Aufgabenstellung>
Beantworte die folgenden Fragen anhand des Auszugs über das Stottern.
(a) Wie viele Menschen leben laut dem Auszug bundesweit mit Stottern?
(b) Bei wie viel Prozent der betroffenen Kinder setzt die Störung vor dem sechsten Lebensjahr ein?
(c) Welche vier Bezeichnungen für Stottern aus der Fachliteratur werden genannt?

Vorliegender Auszug>
# # #
Der Kampf ums Wort
Auf dem Campingplatz brennt ein Lagerfeuer. Die Stimmung ist ausgelassen, reihum werden Witze erzählt. Der Nächste ist dran, legt los – aber stockt, setzt wieder an, bricht schließlich ab. Ein Stotterblock, durchdringend wie der Sprung in einer Schallplatte, verdirbt die Pointe. Situationen wie diese durchziehen den Alltag von Menschen, die als „Stotterer“ benannt werden.
Die Sprechstörung kann die Schulzeit zur Hölle machen und Meetings im Berufsleben zum Spießrutenlauf. Auch in Streitgesprächen – und Liebeserklärungen – kommt sie meist ungelegen.
Stottern tritt in allen Kulturen und Schichten auf. Viele Prominente haben und hatten damit zu kämpfen, unter anderem Marilyn Monroe, Isaac Newton, Winston Churchill und Rowan Atkinson alias Mr. Bean. Nach Angaben der Bundesvereinigung Stotterer-Selbsthilfe (BVSS) sind in Deutschland fünf Prozent aller Kinder zwischen drei und fünf Jahren betroffen, Jungs doppelt so häufig wie Mädchen. Bundesweit leben 800 000 Menschen mit diesem Problem.
Keine Formschwäche
An schlechten Tagen verhaspelt sich jeder mal beim Sprechen. Vor allem, wenn man müde oder unkonzentriert ist, wollen die Sätze einfach nicht richtig herauskommen. Mit Stottern – in der Fachliteratur auch Ischnophonie, Balbuties, Dysphemie oder Psellismus genannt – sind solche gelegentlichen Formschwächen jedoch nicht vergleichbar. Stottern ist eine Störung im Sprechablauf, deren Ursache noch nicht hundertprozentig geklärt ist. Fest steht, dass die Störung nicht, wie viele früher glaubten, psychisch bedingt ist. Als wahrscheinlich gilt eine Fehlfunktion bei der für den Redefluss verantwortlichen Zusammenarbeit der motorischen und sensorischen Sprachregion des Gehirns, des Sprechapparats und der Stimme. Die Betroffenen wissen im Moment des Stotterns genau, was sie sagen wollen, aber es gelingt ihnen nicht, es flüssig auszusprechen. Bei der Hälfte der betroffenen Kinder setzt die Störung vor dem vierten Lebensjahr ein, bei 90 Prozent vor dem sechsten. Bei Jugendlichen, die älter als zwölf sind, tritt sie nur selten erstmalig auf. Circa achtzig Prozent der betroffenen Kinder verlieren das Stottern bis zur Pubertät wieder. Bei Mädchen kommt es häufiger als beim männlichen Geschlecht zu Remissionen, wodurch das Verhältnis männlichweiblich auf 4 : 1 anwächst.
# # #
(Zeigedaten zu Referenzausdrücken)

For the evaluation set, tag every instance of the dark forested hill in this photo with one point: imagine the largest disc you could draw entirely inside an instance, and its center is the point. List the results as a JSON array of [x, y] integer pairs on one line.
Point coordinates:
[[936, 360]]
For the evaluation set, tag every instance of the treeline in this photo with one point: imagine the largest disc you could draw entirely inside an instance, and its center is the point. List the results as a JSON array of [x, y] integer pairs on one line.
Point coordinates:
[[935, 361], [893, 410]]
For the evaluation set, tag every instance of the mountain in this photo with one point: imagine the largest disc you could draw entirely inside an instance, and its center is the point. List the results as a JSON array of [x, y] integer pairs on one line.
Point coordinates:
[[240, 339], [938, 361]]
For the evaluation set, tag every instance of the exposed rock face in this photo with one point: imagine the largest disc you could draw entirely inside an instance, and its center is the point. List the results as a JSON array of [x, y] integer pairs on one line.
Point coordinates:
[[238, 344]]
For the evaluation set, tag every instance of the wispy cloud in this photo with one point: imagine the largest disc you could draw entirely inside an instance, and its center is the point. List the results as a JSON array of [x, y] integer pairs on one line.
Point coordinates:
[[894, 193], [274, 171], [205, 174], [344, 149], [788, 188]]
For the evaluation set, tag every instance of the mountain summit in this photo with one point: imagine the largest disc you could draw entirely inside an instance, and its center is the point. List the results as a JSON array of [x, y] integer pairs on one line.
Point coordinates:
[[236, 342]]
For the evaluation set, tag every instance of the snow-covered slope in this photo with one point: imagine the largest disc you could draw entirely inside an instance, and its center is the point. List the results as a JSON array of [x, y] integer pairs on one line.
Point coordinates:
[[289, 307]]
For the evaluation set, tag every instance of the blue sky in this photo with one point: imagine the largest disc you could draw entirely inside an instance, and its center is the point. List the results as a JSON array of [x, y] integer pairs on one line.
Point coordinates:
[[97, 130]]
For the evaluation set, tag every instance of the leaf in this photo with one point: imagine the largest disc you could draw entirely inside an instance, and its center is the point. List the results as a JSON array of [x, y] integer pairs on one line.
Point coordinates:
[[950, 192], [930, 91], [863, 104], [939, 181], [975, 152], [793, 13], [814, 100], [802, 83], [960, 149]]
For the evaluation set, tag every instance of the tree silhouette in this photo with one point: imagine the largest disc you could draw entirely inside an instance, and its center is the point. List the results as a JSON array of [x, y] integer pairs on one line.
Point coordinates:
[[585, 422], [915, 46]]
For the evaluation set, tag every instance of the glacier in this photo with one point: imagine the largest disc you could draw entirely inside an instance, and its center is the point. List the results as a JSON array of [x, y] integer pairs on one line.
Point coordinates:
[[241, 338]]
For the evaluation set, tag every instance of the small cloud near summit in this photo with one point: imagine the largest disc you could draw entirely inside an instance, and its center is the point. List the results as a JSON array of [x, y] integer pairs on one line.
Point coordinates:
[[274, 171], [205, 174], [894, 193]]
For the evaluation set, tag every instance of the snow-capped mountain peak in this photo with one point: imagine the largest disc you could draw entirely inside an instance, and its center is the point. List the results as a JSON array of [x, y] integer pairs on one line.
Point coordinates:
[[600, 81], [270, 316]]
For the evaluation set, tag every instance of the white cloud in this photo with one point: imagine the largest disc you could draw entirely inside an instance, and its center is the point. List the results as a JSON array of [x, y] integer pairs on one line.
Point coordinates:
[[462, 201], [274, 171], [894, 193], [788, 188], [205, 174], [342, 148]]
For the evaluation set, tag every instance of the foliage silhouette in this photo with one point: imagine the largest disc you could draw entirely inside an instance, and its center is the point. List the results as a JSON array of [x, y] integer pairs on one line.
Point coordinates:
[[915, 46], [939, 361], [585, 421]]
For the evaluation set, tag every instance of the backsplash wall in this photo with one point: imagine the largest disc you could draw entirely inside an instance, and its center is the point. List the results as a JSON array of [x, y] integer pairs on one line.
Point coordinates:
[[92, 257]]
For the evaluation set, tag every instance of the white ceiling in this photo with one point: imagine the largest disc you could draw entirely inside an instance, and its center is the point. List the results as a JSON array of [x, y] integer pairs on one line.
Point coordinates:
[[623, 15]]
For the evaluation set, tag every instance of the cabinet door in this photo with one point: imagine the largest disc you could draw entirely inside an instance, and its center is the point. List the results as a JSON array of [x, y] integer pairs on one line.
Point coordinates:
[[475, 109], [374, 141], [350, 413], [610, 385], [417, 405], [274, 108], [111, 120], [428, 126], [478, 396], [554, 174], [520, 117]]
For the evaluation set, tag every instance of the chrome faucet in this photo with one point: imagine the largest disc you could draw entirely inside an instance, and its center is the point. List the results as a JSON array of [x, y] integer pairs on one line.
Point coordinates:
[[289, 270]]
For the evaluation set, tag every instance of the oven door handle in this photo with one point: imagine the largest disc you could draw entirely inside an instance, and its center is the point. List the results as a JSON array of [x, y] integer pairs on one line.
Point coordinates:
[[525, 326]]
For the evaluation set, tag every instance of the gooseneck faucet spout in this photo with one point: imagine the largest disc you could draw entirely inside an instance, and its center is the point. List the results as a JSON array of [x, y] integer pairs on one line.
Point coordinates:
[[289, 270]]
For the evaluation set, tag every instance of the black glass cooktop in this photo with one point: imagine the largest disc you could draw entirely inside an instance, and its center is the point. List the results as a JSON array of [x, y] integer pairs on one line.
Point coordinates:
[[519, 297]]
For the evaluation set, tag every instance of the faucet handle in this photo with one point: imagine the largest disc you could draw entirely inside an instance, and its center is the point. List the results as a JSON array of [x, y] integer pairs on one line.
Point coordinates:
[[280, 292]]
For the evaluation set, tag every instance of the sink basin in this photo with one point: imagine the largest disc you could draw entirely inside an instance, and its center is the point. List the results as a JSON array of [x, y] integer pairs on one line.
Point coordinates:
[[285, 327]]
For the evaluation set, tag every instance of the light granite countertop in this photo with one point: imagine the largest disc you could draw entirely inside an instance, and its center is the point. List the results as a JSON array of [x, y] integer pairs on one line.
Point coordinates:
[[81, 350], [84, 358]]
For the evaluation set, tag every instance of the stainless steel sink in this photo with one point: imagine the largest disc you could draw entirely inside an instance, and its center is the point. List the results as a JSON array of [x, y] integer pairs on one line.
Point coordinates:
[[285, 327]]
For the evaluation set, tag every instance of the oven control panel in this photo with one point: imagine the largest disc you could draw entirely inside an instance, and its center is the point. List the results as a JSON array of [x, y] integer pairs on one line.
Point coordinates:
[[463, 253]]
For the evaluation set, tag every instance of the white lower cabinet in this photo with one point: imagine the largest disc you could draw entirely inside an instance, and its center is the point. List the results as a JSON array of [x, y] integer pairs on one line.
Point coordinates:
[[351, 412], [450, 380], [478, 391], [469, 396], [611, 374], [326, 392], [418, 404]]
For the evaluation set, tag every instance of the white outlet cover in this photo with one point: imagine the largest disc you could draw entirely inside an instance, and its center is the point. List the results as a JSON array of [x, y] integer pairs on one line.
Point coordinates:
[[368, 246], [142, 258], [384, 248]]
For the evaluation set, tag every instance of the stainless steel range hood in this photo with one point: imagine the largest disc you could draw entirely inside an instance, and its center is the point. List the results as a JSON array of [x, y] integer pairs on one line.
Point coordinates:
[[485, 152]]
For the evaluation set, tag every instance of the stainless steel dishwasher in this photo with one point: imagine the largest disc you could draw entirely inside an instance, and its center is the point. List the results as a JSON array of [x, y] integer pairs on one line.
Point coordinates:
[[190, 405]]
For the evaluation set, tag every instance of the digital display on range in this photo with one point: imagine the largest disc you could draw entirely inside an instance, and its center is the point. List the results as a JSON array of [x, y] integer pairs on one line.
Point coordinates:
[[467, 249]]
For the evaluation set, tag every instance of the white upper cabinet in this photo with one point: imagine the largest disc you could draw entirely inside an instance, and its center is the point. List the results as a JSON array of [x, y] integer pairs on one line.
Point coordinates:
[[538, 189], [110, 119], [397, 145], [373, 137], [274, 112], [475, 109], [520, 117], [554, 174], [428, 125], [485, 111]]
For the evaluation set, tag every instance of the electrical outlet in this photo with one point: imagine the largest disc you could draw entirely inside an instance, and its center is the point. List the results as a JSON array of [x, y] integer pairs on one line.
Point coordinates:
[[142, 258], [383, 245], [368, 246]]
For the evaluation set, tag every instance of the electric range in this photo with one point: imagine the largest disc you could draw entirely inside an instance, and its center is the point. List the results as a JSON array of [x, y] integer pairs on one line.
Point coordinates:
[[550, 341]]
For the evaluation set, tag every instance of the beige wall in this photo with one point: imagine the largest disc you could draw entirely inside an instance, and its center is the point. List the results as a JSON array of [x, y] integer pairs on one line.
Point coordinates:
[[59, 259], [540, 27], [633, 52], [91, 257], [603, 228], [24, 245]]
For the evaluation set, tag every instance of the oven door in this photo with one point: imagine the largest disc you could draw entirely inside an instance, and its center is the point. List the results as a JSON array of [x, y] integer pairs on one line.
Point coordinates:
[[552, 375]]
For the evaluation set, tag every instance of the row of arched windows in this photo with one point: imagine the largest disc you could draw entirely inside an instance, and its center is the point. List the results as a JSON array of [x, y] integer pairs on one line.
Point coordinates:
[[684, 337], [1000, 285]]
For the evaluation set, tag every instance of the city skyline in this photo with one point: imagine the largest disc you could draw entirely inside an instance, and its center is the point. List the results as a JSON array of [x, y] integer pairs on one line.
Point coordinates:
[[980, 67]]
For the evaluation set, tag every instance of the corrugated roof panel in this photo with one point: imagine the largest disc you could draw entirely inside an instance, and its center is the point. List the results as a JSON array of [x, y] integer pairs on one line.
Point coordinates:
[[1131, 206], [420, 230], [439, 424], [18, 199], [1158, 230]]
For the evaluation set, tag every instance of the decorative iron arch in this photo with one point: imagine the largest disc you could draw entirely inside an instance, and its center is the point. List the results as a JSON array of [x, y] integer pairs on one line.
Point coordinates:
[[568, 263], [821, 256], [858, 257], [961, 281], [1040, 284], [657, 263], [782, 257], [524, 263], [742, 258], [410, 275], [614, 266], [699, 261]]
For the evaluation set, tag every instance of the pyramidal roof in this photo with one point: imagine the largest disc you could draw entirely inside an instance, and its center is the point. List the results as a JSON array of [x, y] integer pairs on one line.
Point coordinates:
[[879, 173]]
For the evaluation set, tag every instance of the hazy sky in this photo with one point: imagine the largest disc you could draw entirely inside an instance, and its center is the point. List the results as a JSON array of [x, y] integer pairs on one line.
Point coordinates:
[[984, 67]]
# # #
Schriftliche Lösung>
(a) 800 000 Menschen
(b) Bei 90 Prozent
(c) Ischnophonie, Balbuties, Dysphemie und Psellismus